→ INPUT DATA
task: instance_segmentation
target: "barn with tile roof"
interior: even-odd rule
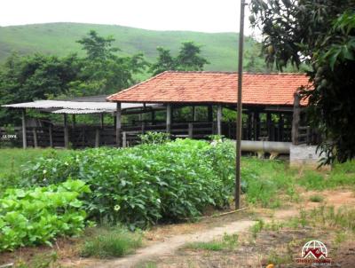
[[[121,104],[126,102],[163,105],[166,107],[164,130],[177,137],[217,134],[234,138],[236,128],[233,118],[235,117],[225,114],[231,114],[227,111],[236,111],[237,84],[237,73],[166,71],[113,94],[106,100],[117,103],[118,116],[121,116]],[[308,78],[304,74],[245,73],[242,138],[290,142],[295,105],[306,105],[305,100],[299,99],[295,104],[296,91],[303,87],[308,87]],[[191,113],[184,122],[175,116],[187,107]],[[205,111],[206,116],[201,116],[201,111]],[[146,122],[146,127],[156,122],[154,113],[150,122]],[[117,117],[118,138],[123,130],[120,122],[121,118]]]

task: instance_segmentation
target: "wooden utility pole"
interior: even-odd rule
[[[244,5],[245,0],[241,0],[241,22],[239,31],[239,59],[238,59],[238,106],[237,106],[237,145],[235,169],[235,209],[241,209],[241,87],[243,76],[243,42],[244,42]]]

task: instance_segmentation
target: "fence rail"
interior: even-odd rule
[[[234,122],[222,122],[222,135],[235,139],[236,124]],[[122,126],[122,146],[130,146],[139,142],[139,134],[147,131],[165,132],[166,124],[159,122],[155,124],[136,122],[134,125]],[[217,122],[174,122],[171,124],[170,134],[173,138],[207,138],[208,136],[217,134]],[[22,130],[20,127],[12,130],[16,139],[12,143],[15,146],[22,146]],[[0,128],[0,135],[7,135],[9,130]],[[115,146],[116,131],[114,126],[68,126],[69,145],[72,148],[84,148],[95,146]],[[1,137],[0,136],[0,137]],[[33,147],[64,147],[64,127],[48,125],[42,127],[27,127],[27,143]],[[286,141],[291,140],[291,122],[284,120],[278,122],[256,122],[252,125],[247,122],[242,126],[242,139],[246,140],[270,140]]]

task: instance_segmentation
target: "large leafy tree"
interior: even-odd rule
[[[80,79],[72,83],[73,95],[109,94],[135,83],[134,75],[142,73],[147,62],[143,54],[120,57],[111,36],[99,36],[91,31],[78,40],[86,57],[82,59]]]
[[[323,134],[325,163],[355,156],[355,2],[252,0],[254,27],[262,31],[267,63],[309,67],[311,123]]]
[[[154,75],[164,71],[202,71],[209,63],[201,56],[201,46],[193,42],[182,43],[177,57],[171,56],[170,51],[162,47],[158,47],[157,51],[157,61],[150,68]]]
[[[59,59],[55,56],[10,56],[0,71],[0,105],[45,99],[69,90],[77,79],[77,57]],[[14,123],[19,113],[1,109],[0,125]]]

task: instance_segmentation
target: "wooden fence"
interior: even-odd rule
[[[236,127],[234,122],[222,123],[222,135],[235,139]],[[134,125],[122,125],[122,140],[123,146],[130,146],[139,142],[138,135],[147,131],[165,132],[166,124],[136,122]],[[69,145],[72,148],[84,148],[95,146],[115,146],[116,137],[114,126],[88,126],[75,125],[68,127]],[[0,135],[6,135],[6,130],[0,128]],[[22,132],[20,127],[13,130],[16,139],[12,141],[15,146],[22,146]],[[217,134],[217,122],[175,122],[171,124],[170,133],[173,138],[208,138]],[[291,141],[291,122],[282,120],[278,122],[257,122],[253,124],[243,122],[242,139],[246,140],[271,140]],[[28,146],[33,147],[64,147],[64,127],[28,127]]]

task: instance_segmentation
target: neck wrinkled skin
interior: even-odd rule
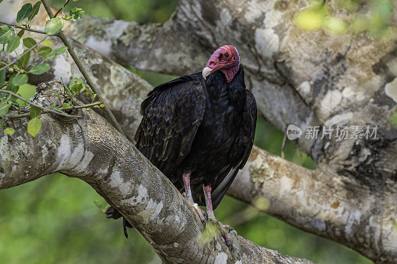
[[[230,82],[233,80],[236,73],[239,71],[239,68],[240,64],[239,64],[239,65],[234,67],[226,69],[220,69],[220,70],[225,74],[225,76],[226,77],[226,81]]]

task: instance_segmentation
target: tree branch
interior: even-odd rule
[[[41,84],[34,101],[51,105],[55,99],[50,98],[62,90],[57,81]],[[42,115],[36,138],[27,132],[26,120],[8,121],[16,132],[0,132],[0,189],[56,172],[78,178],[117,208],[165,263],[311,263],[262,248],[235,232],[231,252],[219,234],[205,235],[191,205],[132,143],[95,112],[75,111],[84,118]]]

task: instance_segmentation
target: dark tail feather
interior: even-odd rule
[[[120,213],[120,212],[112,206],[109,207],[109,208],[106,210],[106,211],[105,212],[105,213],[106,214],[106,218],[108,219],[113,218],[114,219],[117,219],[120,217],[123,217],[123,230],[124,231],[124,235],[126,236],[126,238],[128,238],[127,227],[130,228],[133,228],[133,227],[132,227],[132,225],[130,223],[130,222],[127,221],[127,219],[124,218],[124,216],[123,216],[122,214]]]

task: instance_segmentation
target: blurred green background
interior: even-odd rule
[[[50,1],[60,7],[63,1]],[[111,3],[111,6],[110,3]],[[142,22],[163,23],[175,10],[172,0],[70,1],[66,10],[83,8],[86,14]],[[154,85],[174,76],[138,71]],[[34,87],[19,92],[32,96]],[[260,118],[255,144],[281,154],[283,134]],[[316,164],[290,142],[285,158],[314,169]],[[107,220],[100,207],[106,203],[89,186],[59,174],[0,191],[0,263],[161,263],[134,230],[123,235],[121,221]],[[367,264],[354,251],[308,234],[225,197],[215,211],[218,220],[233,226],[255,243],[284,254],[319,264]]]

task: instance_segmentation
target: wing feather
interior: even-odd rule
[[[219,205],[229,190],[239,170],[242,169],[247,163],[254,145],[257,126],[257,104],[254,95],[247,89],[246,93],[247,99],[243,112],[243,122],[235,143],[229,153],[227,164],[218,176],[213,187],[211,197],[214,209]]]
[[[192,74],[159,85],[141,105],[136,147],[169,177],[190,150],[204,115],[205,93],[198,79]]]

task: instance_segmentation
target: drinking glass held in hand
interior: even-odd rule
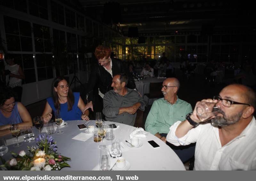
[[[57,109],[55,110],[54,114],[55,115],[55,122],[56,123],[56,124],[59,125],[59,131],[56,133],[59,134],[62,134],[64,132],[60,131],[60,124],[62,123],[62,118],[60,117],[60,110]]]
[[[201,101],[196,105],[196,115],[201,121],[204,121],[211,117],[217,115],[220,107],[216,105],[216,102]]]
[[[44,126],[44,118],[42,117],[36,116],[34,117],[34,122],[35,126],[39,129],[39,132],[41,134],[41,128]]]
[[[11,132],[12,136],[16,137],[17,140],[17,143],[13,145],[13,147],[18,147],[22,145],[22,143],[19,143],[19,140],[18,140],[18,137],[20,135],[20,129],[19,125],[18,124],[12,124],[10,127],[10,130],[11,130]]]
[[[96,127],[98,128],[99,125],[100,126],[102,123],[102,122],[100,121],[101,120],[101,114],[100,112],[98,112],[96,113],[95,119],[95,123],[96,124]]]
[[[106,133],[106,126],[105,125],[104,121],[102,121],[101,126],[99,127],[98,129],[98,135],[102,138],[102,145],[100,145],[99,146],[99,148],[101,148],[103,147],[103,139],[105,134]]]
[[[4,138],[0,138],[0,156],[3,156],[8,152],[6,141]]]

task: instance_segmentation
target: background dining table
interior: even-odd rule
[[[100,149],[99,145],[102,142],[95,142],[93,140],[92,134],[86,134],[85,130],[80,130],[77,125],[85,123],[88,126],[95,126],[95,121],[84,120],[66,121],[67,123],[64,127],[61,128],[64,132],[61,134],[54,133],[51,135],[54,140],[57,142],[57,152],[62,155],[71,158],[71,161],[68,162],[71,167],[63,168],[62,170],[99,170]],[[129,135],[136,128],[120,123],[105,121],[106,124],[115,124],[117,128],[114,129],[115,138],[120,140],[122,147],[122,156],[124,157],[130,164],[130,170],[185,170],[181,161],[175,152],[165,143],[159,138],[148,133],[147,137],[140,138],[142,143],[139,147],[128,147],[125,140],[130,141]],[[39,134],[39,131],[35,127],[33,130],[36,137]],[[43,132],[46,128],[43,129]],[[46,134],[45,132],[42,133]],[[88,138],[85,141],[73,139],[78,135],[84,138]],[[4,137],[6,140],[13,137],[11,134]],[[154,140],[159,147],[154,148],[148,141]],[[15,141],[14,141],[15,143]],[[13,144],[8,146],[9,151],[3,157],[7,160],[11,157],[11,151],[17,153],[22,150],[27,150],[27,146],[36,146],[36,141],[30,142],[22,142],[23,145],[18,147],[13,147]],[[111,141],[103,140],[103,143],[110,148]],[[109,145],[109,146],[108,146]],[[112,165],[116,160],[110,159]]]
[[[143,79],[141,81],[135,81],[135,84],[137,90],[139,92],[144,100],[147,103],[147,105],[151,105],[156,99],[152,99],[148,100],[147,96],[145,96],[145,94],[149,93],[149,85],[150,82],[162,82],[166,78],[147,77]],[[161,87],[159,88],[161,89]]]

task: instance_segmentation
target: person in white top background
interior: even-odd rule
[[[12,87],[17,93],[18,99],[16,101],[20,102],[22,95],[22,79],[25,79],[24,72],[21,67],[15,63],[14,56],[7,55],[4,59],[7,64],[2,73],[5,76],[6,85]]]
[[[217,116],[201,122],[195,109],[171,127],[166,140],[176,146],[196,142],[195,170],[255,170],[255,100],[251,88],[228,86],[213,100],[202,101],[216,103]]]

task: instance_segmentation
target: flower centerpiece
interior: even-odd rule
[[[52,136],[39,134],[36,139],[36,146],[28,147],[27,153],[21,150],[19,154],[12,152],[13,158],[5,162],[1,167],[9,170],[60,170],[70,167],[67,161],[70,158],[56,153],[57,145]]]

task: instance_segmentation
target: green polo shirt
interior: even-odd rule
[[[146,131],[153,135],[157,132],[168,133],[174,123],[186,119],[186,115],[193,111],[192,107],[189,103],[177,98],[173,104],[164,98],[154,101],[146,120]]]

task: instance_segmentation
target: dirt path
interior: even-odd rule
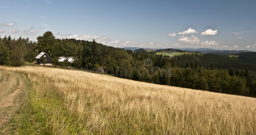
[[[0,83],[0,134],[8,134],[8,123],[21,104],[16,99],[25,89],[25,85],[23,79],[17,74],[0,72],[4,75],[4,80]]]

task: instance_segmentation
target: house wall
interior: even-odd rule
[[[45,55],[45,57],[44,57],[44,55]],[[51,64],[51,62],[52,62],[52,59],[50,58],[49,56],[48,56],[48,55],[45,54],[44,54],[43,55],[42,57],[40,58],[40,59],[41,59],[42,58],[44,58],[46,60],[46,63],[45,64]],[[44,62],[43,61],[40,61],[40,59],[37,59],[37,64],[43,64],[43,63]]]

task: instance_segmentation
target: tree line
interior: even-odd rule
[[[55,66],[78,68],[87,67],[94,70],[105,67],[106,74],[120,77],[217,92],[256,96],[256,68],[255,65],[245,60],[214,54],[184,55],[171,58],[152,52],[135,53],[131,50],[107,46],[94,40],[56,39],[50,31],[38,36],[37,40],[36,43],[29,41],[28,38],[0,37],[0,64],[20,66],[24,61],[35,61],[35,57],[44,51],[53,59],[52,63]],[[64,61],[59,61],[60,57],[65,58]],[[71,58],[73,60],[72,63],[68,61]],[[150,60],[150,64],[145,65],[146,60]],[[140,71],[135,69],[138,67],[140,68]],[[122,68],[127,70],[118,72]],[[108,68],[113,70],[107,70]],[[164,74],[166,69],[171,69],[170,75]],[[144,74],[141,74],[141,72]]]

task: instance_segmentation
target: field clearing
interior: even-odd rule
[[[28,105],[14,120],[21,134],[256,133],[254,98],[76,70],[0,70],[24,74],[33,84]]]
[[[239,55],[229,55],[229,57],[239,57]]]
[[[175,56],[182,55],[184,54],[195,54],[196,53],[195,52],[159,52],[156,53],[157,55],[161,55],[162,54],[163,55],[169,56],[170,57],[174,57]],[[200,53],[198,53],[200,54]]]

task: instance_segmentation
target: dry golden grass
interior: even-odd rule
[[[51,133],[256,133],[254,98],[75,70],[35,67],[0,69],[27,75],[34,84],[32,104],[47,115],[44,126],[49,129],[41,130]],[[51,100],[45,102],[47,98]]]

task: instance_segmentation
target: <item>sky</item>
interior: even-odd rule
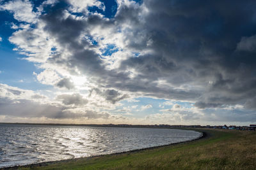
[[[0,0],[0,122],[256,124],[255,8]]]

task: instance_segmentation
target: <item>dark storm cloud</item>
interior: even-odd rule
[[[84,102],[84,101],[83,101]],[[26,99],[12,100],[0,97],[0,115],[26,118],[108,118],[108,113],[85,110],[74,113],[69,108],[61,105],[40,104]]]
[[[92,93],[95,92],[98,95],[103,97],[106,101],[111,103],[112,104],[115,104],[116,102],[122,101],[124,99],[128,98],[129,96],[127,94],[122,94],[116,90],[113,89],[108,89],[101,91],[99,89],[93,89],[90,91],[90,96]]]
[[[60,100],[64,104],[84,105],[88,103],[79,94],[61,94],[57,96],[57,99]]]
[[[71,89],[74,87],[74,84],[68,78],[63,78],[58,82],[56,85],[60,88],[67,88],[67,89]]]
[[[143,6],[148,12],[142,12]],[[111,20],[99,15],[64,18],[64,8],[42,19],[45,31],[72,53],[49,61],[70,72],[79,68],[99,87],[193,101],[200,108],[246,103],[252,108],[256,94],[255,7],[254,1],[148,0],[140,6],[122,4]],[[93,45],[77,41],[82,32],[92,36],[94,27],[115,29],[125,24],[125,48],[150,52],[129,57],[116,69],[106,70]],[[125,71],[130,69],[138,74],[129,76]],[[163,80],[173,88],[161,87],[158,81]],[[122,99],[111,90],[102,96],[113,103]]]
[[[256,94],[255,1],[144,3],[148,14],[125,38],[130,48],[139,52],[153,49],[153,55],[130,58],[120,69],[135,67],[138,76],[163,78],[176,85],[200,85],[201,97],[195,104],[200,108],[244,104]],[[129,13],[132,10],[123,8],[126,15],[134,15]],[[143,41],[138,45],[140,38]],[[151,43],[147,46],[149,40]],[[175,79],[177,75],[179,78]]]

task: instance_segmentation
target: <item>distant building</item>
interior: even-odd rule
[[[222,127],[222,129],[228,129],[228,127],[227,127],[226,125],[223,125],[223,126]]]

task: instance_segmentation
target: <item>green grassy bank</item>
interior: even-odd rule
[[[255,131],[195,129],[206,137],[134,152],[82,158],[20,169],[256,169]],[[16,167],[17,168],[17,167]]]

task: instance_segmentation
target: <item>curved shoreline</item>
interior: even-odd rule
[[[180,143],[189,143],[191,141],[197,141],[203,138],[206,138],[208,135],[205,132],[199,132],[196,131],[196,129],[180,129],[180,130],[187,130],[187,131],[193,131],[196,132],[198,132],[201,133],[200,136],[195,138],[193,139],[188,140],[188,141],[180,141],[180,142],[177,142],[177,143],[173,143],[170,144],[167,144],[167,145],[159,145],[159,146],[152,146],[152,147],[148,147],[148,148],[141,148],[141,149],[136,149],[136,150],[129,150],[129,151],[124,151],[124,152],[116,152],[116,153],[109,153],[109,154],[102,154],[102,155],[95,155],[95,156],[90,156],[90,157],[79,157],[79,158],[74,158],[74,159],[63,159],[63,160],[54,160],[54,161],[48,161],[48,162],[40,162],[40,163],[35,163],[35,164],[26,164],[26,165],[22,165],[22,166],[10,166],[10,167],[1,167],[0,169],[17,169],[20,167],[29,167],[29,168],[33,168],[35,167],[41,167],[41,166],[45,166],[53,164],[58,164],[58,163],[62,163],[62,162],[72,162],[72,161],[75,161],[76,160],[79,160],[79,159],[90,159],[92,158],[95,157],[103,157],[103,156],[111,156],[111,155],[121,155],[124,153],[137,153],[140,152],[143,152],[143,151],[146,151],[146,150],[154,150],[156,148],[162,148],[164,146],[174,146]]]

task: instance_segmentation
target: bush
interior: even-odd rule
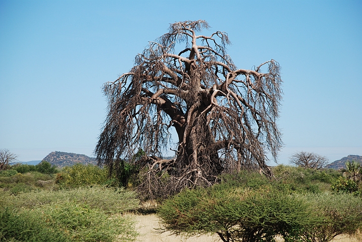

→ REQUIREMENTS
Find every line in the rows above that contains the string "wooden" and copy each of those lines in full. Treat uppercase and lowercase letters as different.

→ CORRECT RESULT
target: "wooden utility pole"
target: "wooden fence"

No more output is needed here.